[START]

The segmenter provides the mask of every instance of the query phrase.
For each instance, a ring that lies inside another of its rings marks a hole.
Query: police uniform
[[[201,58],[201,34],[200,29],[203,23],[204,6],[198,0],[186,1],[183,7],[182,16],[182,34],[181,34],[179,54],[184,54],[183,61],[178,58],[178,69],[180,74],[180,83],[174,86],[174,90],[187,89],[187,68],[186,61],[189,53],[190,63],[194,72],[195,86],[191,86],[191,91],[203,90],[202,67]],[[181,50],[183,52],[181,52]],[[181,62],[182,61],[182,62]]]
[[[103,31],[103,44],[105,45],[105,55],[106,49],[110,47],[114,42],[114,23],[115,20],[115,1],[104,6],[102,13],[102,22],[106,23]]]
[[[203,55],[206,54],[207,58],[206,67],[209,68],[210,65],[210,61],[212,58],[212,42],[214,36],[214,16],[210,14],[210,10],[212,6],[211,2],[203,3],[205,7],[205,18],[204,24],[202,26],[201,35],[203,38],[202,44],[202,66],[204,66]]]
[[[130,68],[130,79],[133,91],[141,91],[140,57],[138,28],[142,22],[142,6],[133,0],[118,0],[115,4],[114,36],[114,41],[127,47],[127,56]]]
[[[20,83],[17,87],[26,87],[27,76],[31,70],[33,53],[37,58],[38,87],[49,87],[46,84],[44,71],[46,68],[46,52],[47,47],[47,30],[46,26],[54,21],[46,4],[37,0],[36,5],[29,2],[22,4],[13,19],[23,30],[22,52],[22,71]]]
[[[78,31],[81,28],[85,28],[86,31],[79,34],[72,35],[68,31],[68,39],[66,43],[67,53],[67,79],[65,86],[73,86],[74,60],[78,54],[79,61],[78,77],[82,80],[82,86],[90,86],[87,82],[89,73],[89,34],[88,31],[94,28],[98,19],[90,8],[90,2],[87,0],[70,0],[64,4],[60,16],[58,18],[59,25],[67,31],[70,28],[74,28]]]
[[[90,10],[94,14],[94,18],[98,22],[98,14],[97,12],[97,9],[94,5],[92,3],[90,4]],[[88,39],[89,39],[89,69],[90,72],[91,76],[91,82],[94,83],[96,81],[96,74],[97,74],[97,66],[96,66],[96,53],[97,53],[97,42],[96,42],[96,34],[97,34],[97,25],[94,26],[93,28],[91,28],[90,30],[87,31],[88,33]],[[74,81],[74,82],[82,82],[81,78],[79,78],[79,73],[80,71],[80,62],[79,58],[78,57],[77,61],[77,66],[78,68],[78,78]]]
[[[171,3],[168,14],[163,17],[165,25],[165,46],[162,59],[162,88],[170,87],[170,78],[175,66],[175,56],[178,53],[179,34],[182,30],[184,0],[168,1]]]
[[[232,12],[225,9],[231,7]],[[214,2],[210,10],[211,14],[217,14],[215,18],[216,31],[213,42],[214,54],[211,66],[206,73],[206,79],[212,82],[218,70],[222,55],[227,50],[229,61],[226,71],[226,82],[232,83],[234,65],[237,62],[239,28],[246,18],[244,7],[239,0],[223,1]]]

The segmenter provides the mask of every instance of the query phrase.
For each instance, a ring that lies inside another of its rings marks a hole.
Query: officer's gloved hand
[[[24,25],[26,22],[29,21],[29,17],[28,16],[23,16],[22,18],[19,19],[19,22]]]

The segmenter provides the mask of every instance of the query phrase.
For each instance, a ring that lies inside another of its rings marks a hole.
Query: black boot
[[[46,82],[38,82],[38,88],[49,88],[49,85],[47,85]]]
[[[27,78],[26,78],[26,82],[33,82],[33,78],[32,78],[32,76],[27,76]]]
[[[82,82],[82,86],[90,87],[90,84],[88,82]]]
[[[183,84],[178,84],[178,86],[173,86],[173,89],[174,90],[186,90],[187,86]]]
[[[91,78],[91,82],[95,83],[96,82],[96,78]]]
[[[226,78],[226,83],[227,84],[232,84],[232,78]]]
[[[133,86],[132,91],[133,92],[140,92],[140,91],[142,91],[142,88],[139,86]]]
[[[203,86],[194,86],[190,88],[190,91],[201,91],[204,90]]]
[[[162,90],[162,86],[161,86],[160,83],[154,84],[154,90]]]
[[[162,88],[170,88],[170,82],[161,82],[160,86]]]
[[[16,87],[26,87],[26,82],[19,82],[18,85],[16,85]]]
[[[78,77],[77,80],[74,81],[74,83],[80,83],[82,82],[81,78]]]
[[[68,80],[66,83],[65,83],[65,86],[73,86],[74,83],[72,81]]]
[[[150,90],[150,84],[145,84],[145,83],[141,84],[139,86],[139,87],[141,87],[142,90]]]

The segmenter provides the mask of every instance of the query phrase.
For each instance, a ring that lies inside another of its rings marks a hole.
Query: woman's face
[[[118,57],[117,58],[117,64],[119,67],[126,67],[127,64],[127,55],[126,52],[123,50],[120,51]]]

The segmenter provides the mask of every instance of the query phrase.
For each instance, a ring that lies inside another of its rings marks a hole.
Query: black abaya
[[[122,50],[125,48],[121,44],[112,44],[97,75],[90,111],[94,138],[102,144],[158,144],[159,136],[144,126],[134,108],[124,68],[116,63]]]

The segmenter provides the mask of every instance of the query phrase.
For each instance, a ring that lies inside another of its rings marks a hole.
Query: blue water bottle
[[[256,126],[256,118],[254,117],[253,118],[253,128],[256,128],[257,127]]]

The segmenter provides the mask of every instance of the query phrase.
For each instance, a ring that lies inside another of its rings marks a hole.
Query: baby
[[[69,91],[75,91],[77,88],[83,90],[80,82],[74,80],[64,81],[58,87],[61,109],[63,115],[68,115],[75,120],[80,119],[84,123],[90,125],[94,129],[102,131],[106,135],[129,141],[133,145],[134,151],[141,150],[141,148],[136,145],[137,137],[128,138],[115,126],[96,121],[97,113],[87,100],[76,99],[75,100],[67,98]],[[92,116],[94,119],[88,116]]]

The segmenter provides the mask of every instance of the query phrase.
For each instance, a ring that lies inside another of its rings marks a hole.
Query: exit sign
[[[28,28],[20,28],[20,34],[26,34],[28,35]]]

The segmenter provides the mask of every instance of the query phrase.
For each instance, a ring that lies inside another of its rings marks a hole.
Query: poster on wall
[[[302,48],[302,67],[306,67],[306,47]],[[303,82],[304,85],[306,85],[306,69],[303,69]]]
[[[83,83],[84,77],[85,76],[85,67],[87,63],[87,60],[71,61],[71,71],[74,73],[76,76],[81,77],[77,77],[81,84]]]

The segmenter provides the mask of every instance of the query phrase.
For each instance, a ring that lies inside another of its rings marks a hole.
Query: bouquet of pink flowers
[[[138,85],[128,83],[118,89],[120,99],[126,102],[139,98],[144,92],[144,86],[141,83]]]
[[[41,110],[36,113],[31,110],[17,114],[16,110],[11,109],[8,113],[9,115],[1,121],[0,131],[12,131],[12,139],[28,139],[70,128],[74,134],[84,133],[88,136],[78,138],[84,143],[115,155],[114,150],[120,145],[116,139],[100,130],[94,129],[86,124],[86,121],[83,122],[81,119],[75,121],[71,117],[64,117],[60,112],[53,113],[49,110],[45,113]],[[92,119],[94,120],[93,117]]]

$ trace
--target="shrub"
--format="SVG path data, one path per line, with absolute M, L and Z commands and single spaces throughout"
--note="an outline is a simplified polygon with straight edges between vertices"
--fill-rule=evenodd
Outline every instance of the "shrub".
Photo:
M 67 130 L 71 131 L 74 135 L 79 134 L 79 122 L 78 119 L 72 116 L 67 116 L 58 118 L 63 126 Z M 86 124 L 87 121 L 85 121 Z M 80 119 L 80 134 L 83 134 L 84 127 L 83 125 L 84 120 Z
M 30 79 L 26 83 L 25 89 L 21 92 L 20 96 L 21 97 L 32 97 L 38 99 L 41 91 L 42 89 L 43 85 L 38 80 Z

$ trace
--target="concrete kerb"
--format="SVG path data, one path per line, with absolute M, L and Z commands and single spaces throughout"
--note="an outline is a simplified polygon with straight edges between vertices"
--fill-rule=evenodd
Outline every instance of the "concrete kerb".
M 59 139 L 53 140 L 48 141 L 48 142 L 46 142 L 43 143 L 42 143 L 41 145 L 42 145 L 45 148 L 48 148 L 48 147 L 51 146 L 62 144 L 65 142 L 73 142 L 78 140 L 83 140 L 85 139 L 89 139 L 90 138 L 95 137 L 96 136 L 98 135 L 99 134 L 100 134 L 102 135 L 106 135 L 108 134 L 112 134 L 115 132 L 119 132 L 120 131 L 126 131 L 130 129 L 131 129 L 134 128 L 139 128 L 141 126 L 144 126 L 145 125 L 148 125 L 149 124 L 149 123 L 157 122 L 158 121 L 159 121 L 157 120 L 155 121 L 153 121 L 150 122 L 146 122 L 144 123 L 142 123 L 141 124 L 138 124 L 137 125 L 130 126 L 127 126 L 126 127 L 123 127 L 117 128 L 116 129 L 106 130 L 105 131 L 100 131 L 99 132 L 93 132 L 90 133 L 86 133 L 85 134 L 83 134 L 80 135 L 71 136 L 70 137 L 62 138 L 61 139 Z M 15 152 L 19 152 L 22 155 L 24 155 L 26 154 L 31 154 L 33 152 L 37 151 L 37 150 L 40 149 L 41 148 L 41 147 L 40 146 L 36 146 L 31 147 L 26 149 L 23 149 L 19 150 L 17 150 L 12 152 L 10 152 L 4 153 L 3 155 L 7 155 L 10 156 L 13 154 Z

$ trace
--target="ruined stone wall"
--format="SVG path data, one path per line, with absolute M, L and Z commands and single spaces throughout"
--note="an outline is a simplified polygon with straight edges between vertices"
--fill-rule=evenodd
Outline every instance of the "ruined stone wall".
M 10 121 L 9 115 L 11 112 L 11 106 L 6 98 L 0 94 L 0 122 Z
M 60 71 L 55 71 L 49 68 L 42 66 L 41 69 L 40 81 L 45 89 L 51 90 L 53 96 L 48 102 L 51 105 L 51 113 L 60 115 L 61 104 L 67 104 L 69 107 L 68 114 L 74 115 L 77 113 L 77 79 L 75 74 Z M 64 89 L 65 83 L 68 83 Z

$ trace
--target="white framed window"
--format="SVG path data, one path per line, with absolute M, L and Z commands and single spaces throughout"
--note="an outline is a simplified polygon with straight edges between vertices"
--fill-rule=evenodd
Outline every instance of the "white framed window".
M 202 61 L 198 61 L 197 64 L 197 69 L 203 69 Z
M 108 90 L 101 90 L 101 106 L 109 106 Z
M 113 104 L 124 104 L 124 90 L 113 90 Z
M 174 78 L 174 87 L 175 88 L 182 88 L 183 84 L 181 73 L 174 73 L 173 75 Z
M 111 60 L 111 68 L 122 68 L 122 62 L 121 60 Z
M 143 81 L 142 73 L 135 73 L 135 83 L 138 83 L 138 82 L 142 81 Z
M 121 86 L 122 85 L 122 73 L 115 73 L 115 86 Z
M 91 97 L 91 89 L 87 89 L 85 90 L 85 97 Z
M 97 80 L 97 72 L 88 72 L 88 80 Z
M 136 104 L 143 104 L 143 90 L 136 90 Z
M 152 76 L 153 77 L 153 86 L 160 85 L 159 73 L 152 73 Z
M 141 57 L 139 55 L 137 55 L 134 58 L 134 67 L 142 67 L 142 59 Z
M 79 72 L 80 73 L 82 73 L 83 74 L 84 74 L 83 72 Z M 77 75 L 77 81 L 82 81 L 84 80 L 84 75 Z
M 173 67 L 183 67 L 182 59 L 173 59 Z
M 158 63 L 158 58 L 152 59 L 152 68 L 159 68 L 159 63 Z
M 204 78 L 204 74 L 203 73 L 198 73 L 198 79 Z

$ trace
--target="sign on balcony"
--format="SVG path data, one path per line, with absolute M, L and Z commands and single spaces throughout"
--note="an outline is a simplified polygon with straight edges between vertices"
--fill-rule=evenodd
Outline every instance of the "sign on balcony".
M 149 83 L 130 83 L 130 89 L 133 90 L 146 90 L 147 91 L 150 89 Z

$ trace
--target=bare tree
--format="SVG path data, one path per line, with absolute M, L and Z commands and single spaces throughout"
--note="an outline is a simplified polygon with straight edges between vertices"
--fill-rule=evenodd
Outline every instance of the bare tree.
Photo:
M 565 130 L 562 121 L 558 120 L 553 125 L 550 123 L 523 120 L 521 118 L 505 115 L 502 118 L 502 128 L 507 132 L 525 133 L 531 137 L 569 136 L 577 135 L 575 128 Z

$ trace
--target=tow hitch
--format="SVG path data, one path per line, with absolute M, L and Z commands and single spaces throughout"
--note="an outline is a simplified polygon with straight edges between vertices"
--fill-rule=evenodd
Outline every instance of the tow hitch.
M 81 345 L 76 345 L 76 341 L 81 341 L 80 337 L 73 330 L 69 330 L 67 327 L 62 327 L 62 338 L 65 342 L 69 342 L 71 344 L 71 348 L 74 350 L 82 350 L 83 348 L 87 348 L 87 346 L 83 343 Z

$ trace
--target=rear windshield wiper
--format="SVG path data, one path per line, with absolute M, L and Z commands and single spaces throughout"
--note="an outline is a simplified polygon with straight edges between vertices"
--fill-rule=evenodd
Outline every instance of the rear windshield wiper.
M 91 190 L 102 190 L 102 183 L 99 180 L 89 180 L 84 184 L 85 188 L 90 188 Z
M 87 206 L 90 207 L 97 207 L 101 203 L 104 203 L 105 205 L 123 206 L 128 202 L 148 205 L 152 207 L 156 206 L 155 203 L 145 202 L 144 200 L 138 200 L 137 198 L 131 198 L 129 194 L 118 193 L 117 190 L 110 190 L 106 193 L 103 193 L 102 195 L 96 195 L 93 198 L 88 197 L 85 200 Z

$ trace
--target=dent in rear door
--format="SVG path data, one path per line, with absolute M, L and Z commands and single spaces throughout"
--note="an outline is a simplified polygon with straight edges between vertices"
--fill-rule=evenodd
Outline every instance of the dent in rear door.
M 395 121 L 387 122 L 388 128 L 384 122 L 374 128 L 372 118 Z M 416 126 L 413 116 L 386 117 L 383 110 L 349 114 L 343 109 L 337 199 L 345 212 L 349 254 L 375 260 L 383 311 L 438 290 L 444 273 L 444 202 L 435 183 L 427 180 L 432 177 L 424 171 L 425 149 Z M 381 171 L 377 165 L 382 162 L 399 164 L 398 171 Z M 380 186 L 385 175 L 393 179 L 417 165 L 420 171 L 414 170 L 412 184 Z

[END]

Please copy out the rows word for word, beginning with the very first row and ending with the line that contains "Query: police uniform", including that line.

- Output for this task:
The segmenter provides the mask of every instance of the query phrase.
For each instance, a ring that lies inside another of its rings marks a hole.
Query: police uniform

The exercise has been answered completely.